• **Task details**
Please copy the lines below word for word, starting at the line that contains "Practice step: pick out every instance of the electrical" and ending at the line that contains "[(456, 162)]", with both of those lines included.

• **Available records**
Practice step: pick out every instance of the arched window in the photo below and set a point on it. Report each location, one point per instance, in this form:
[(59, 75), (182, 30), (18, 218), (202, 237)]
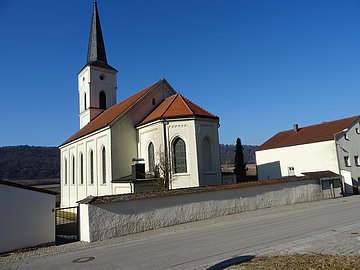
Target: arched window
[(65, 171), (179, 154), (73, 170), (84, 101), (91, 167), (103, 157), (207, 155), (151, 157), (81, 168), (102, 100)]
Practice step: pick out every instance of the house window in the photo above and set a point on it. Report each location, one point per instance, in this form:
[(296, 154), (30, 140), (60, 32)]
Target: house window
[(347, 161), (103, 156), (325, 184), (65, 171), (336, 183), (357, 161), (102, 100), (151, 157), (91, 167), (179, 154), (73, 170), (81, 168), (207, 155), (291, 171)]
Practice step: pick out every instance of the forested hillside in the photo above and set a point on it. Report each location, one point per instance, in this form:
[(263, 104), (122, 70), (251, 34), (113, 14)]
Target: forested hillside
[(29, 162)]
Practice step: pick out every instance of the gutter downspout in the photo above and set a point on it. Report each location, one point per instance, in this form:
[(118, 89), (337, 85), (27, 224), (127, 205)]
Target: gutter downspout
[(167, 170), (338, 162)]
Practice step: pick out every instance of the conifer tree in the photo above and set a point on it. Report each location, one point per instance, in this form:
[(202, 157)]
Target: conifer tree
[(239, 165)]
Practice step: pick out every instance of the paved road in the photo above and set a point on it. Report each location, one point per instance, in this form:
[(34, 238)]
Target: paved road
[(201, 246)]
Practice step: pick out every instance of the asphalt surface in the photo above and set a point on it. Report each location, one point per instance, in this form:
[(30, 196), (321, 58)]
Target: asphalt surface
[(211, 243)]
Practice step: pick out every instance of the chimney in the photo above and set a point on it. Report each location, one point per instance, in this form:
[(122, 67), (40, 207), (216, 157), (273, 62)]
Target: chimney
[(296, 128)]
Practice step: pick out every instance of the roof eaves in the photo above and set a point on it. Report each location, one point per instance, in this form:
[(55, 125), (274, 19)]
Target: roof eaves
[(12, 184), (133, 104), (191, 116), (84, 135)]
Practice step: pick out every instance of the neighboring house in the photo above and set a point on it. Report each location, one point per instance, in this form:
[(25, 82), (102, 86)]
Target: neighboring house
[(152, 123), (28, 217), (333, 146)]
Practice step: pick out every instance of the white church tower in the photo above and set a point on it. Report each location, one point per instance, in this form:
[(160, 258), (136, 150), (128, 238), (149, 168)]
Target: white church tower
[(97, 79)]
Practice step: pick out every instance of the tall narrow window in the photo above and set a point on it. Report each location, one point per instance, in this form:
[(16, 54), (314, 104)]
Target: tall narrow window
[(65, 171), (347, 161), (81, 168), (84, 101), (103, 154), (151, 157), (207, 155), (179, 154), (91, 167), (102, 100), (73, 170)]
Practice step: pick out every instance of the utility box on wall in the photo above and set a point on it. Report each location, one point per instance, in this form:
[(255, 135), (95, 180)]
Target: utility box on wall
[(138, 168)]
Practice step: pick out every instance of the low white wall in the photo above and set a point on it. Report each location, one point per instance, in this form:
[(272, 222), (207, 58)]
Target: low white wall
[(27, 218), (107, 220)]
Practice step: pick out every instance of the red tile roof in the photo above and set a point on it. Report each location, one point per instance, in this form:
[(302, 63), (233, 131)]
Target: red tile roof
[(109, 115), (177, 106), (310, 134)]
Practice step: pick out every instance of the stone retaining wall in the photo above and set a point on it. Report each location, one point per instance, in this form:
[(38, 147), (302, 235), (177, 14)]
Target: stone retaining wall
[(112, 219)]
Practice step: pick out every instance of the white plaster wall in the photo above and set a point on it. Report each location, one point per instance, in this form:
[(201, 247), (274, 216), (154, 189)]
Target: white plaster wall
[(192, 131), (151, 133), (116, 219), (349, 146), (207, 128), (274, 163), (124, 134), (73, 192), (27, 218), (89, 82)]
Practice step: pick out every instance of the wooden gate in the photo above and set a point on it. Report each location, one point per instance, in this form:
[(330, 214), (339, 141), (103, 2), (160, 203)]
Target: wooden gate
[(67, 225)]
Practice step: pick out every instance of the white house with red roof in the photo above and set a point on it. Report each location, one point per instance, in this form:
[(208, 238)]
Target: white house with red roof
[(330, 146), (154, 122)]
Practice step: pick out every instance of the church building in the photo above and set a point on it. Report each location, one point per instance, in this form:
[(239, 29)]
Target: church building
[(154, 125)]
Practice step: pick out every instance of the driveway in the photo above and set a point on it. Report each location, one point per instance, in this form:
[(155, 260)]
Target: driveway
[(327, 226)]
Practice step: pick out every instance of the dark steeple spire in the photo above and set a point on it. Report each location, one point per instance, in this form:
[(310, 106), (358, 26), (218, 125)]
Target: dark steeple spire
[(96, 50)]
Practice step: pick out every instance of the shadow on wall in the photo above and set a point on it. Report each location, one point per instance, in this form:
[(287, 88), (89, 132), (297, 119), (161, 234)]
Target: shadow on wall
[(270, 170), (230, 262)]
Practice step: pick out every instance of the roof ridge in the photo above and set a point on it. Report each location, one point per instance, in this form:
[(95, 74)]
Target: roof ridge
[(151, 86), (183, 100), (176, 95), (323, 123), (188, 100)]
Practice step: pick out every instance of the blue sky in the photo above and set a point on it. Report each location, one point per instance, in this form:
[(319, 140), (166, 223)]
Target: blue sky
[(261, 66)]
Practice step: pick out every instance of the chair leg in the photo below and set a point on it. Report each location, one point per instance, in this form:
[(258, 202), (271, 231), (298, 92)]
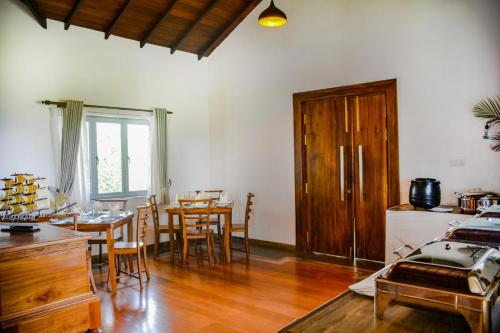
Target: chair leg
[(208, 248), (139, 267), (91, 275), (157, 241), (247, 245), (118, 266), (212, 247), (145, 261), (179, 245), (185, 251), (219, 234), (100, 252)]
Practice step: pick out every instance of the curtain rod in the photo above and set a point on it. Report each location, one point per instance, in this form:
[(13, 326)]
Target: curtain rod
[(63, 104)]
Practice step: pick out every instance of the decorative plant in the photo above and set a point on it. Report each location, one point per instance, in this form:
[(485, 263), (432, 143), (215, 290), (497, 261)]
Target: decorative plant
[(489, 108)]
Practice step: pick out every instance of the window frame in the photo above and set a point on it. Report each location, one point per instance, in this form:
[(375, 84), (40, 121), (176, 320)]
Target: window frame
[(92, 120)]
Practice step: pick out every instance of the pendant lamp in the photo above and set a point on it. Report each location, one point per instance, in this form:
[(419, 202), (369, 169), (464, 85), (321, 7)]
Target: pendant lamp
[(272, 17)]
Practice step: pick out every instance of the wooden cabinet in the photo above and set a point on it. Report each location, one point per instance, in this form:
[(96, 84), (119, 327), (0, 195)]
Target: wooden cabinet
[(44, 283), (407, 229), (346, 168)]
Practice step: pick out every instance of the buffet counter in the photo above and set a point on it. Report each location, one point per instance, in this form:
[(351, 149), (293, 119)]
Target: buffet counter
[(44, 283)]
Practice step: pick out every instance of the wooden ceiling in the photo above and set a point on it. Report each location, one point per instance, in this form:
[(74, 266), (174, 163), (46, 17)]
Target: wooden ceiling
[(194, 26)]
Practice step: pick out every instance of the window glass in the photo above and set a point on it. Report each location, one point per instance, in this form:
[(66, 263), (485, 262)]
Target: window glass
[(109, 157)]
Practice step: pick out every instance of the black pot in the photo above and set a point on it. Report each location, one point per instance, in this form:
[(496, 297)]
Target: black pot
[(425, 192)]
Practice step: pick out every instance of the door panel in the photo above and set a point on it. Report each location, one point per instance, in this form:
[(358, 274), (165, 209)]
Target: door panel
[(327, 206), (370, 174)]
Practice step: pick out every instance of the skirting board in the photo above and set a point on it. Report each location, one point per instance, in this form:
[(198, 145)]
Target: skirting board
[(164, 246)]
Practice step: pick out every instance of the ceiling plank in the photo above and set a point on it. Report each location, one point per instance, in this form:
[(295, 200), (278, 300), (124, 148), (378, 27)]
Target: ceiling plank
[(155, 26), (212, 45), (37, 12), (195, 25), (117, 19), (72, 14)]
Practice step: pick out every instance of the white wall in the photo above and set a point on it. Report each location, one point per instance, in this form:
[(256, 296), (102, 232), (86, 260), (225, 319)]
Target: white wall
[(54, 64), (445, 55)]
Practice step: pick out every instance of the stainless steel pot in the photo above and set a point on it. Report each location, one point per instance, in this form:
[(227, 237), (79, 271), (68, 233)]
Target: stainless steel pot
[(488, 200)]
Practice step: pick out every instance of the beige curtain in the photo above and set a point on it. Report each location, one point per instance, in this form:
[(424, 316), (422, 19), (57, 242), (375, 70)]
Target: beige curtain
[(160, 119), (70, 142)]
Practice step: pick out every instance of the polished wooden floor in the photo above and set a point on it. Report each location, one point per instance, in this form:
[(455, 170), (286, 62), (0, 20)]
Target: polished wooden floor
[(262, 295)]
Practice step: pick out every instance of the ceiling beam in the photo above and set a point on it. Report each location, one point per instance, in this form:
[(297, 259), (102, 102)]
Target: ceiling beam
[(155, 26), (72, 14), (37, 12), (117, 19), (212, 45), (195, 25)]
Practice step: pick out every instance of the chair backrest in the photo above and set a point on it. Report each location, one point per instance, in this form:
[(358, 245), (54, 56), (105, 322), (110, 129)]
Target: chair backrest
[(109, 202), (142, 223), (48, 218), (195, 214), (248, 208), (214, 194), (154, 211)]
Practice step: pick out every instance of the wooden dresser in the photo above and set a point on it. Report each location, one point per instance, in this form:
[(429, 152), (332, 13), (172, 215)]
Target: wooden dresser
[(44, 284)]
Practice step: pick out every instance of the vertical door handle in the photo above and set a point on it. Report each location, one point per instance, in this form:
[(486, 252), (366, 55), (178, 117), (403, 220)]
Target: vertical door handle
[(360, 170), (342, 185)]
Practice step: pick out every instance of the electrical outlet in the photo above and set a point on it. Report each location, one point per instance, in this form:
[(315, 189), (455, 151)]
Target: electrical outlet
[(456, 162)]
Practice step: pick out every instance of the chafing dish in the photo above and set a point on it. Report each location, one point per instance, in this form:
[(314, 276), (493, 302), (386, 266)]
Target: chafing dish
[(479, 230), (444, 275)]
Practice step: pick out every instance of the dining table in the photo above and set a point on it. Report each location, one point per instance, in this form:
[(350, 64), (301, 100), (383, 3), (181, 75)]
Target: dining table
[(104, 222), (224, 209)]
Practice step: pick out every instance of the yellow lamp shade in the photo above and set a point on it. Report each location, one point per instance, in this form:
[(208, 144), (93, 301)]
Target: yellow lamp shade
[(272, 17)]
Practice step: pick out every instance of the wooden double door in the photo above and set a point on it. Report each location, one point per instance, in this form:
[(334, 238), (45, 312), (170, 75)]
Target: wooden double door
[(345, 172)]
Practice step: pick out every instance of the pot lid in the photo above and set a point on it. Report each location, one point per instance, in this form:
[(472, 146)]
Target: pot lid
[(491, 196)]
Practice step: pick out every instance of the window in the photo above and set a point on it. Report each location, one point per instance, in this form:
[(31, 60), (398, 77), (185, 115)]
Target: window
[(119, 157)]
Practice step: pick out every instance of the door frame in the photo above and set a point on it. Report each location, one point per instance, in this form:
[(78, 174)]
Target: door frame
[(389, 87)]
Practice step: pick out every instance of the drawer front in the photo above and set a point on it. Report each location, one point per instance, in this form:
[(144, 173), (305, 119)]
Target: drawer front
[(78, 317), (34, 282)]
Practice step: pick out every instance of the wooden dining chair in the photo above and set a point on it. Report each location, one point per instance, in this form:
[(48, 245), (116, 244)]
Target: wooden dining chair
[(136, 247), (163, 228), (195, 223), (100, 238), (74, 226), (215, 219), (242, 227)]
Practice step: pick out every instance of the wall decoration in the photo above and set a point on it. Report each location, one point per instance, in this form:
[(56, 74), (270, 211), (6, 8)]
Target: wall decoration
[(489, 108)]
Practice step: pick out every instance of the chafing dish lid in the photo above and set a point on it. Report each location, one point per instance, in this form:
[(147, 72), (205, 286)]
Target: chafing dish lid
[(479, 264), (482, 223)]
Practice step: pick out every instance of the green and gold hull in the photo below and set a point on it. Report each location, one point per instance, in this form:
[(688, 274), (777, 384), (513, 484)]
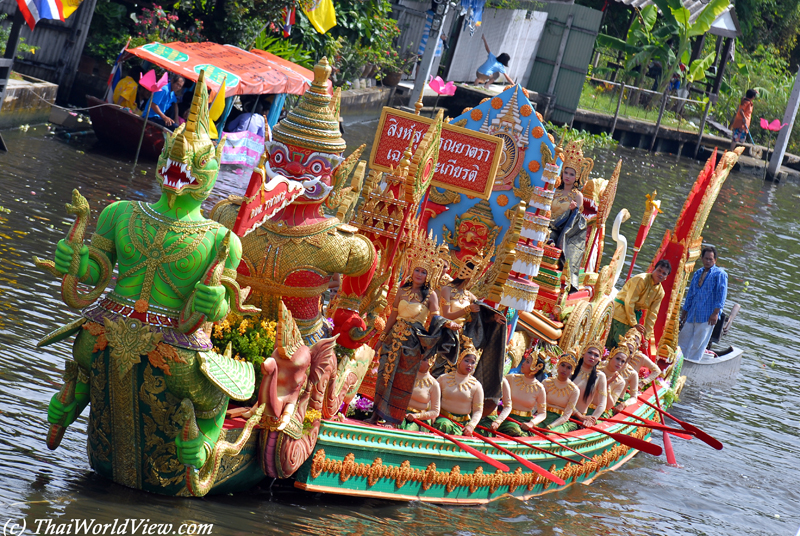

• **Task result**
Practice step: pick out every instance of the electrical outlet in the photo above and set a point on it. Report each location, one point per instance, in this form:
[(315, 189), (455, 151)]
Target: electrical outlet
[(456, 162)]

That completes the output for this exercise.